Tasks:
1: Write out the part of the Wolfowitz post that starts at "Soon after becoming" and ends after "a similar dynamic.".
2: According to the Wolfowitz post, whom did Wolfowitz put into high World Bank positions with enormous salaries?

Juan Cole Diagnoses Wolfowitz
Paul Wolfowitz looks almost harmless, like somebody's slightly abused but kindly uncle. He's also one of the most disastrous figures in American political history, and a hot candidate for a war crimes trial. Oddly enough, he is often described as smart, or even brilliant (by Republicans), but his failures of judgement have been monumental. Juan Cole looks for a common thread between Wolfowitz's bungled term at the World Bank and his authorship of the Iraq War, and finds a few: cronyism, corruption and a cocksure arrogance that ignored the voices of those who really knew.
These aren't isolated faults. Corruption feeds the cronies, and the cronyism feeds the corruption, while the narrow echo chamber of cronies reinforces bad judgements and disguises follies.
...Wolfowitz has throughout his entire career demonstrated a penchant for cronyism and for smearing and marginalizing perceived rivals as tactics for getting his way. He has been arrogant and highhanded in dismissing the views of wiser and more informed experts, exhibiting a narcissism that is also apparent in his personal life. Indeed, these tactics are typical of what might be called the "neoconservative style."
Soon after becoming head of the World Bank, Wolfowitz lapsed into his typical favoritism, even while he was, ironically, decrying the technique as practiced by governments of the global South. Instead of having an open search for some key positions and allowing for promotions from within, Wolfowitz simply installed Republicans from the Bush administration in high positions with enormous salaries.
What got him in trouble, of course, was his arrangements for his mistress.
Cole looks back at Iraq and seems a similar dynamic.

Data extracts:
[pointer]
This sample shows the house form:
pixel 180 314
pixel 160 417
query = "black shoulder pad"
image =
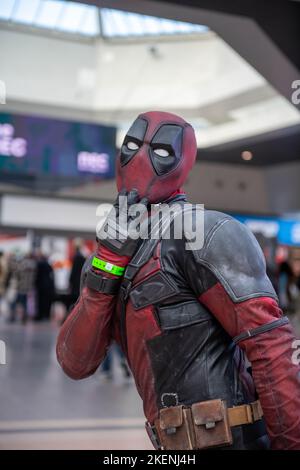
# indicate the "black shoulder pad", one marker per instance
pixel 233 255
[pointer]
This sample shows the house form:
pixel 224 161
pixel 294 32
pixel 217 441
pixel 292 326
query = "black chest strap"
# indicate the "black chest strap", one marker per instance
pixel 141 257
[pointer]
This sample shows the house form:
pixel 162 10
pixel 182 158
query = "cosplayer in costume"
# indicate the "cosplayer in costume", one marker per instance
pixel 187 319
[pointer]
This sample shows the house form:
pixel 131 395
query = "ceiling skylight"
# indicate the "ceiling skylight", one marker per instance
pixel 79 18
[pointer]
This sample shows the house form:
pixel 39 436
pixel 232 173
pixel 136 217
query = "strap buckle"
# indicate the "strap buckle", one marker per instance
pixel 256 410
pixel 125 287
pixel 152 435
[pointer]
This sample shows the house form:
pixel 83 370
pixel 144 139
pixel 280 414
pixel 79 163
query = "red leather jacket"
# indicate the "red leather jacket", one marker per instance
pixel 183 311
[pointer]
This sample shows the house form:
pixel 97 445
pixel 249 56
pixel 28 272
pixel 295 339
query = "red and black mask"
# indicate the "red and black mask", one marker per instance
pixel 156 156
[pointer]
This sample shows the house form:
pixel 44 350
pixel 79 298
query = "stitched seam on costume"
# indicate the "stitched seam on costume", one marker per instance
pixel 273 394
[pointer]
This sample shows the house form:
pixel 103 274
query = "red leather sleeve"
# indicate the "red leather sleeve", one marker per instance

Exercise responses:
1:
Soon after becoming head of the World Bank, Wolfowitz lapsed into his typical favoritism, even while he was, ironically, decrying the technique as practiced by governments of the global South. Instead of having an open search for some key positions and allowing for promotions from within, Wolfowitz simply installed Republicans from the Bush administration in high positions with enormous salaries.
What got him in trouble, of course, was his arrangements for his mistress.
Cole looks back at Iraq and seems a similar dynamic.

2: Republicans from the Bush administration.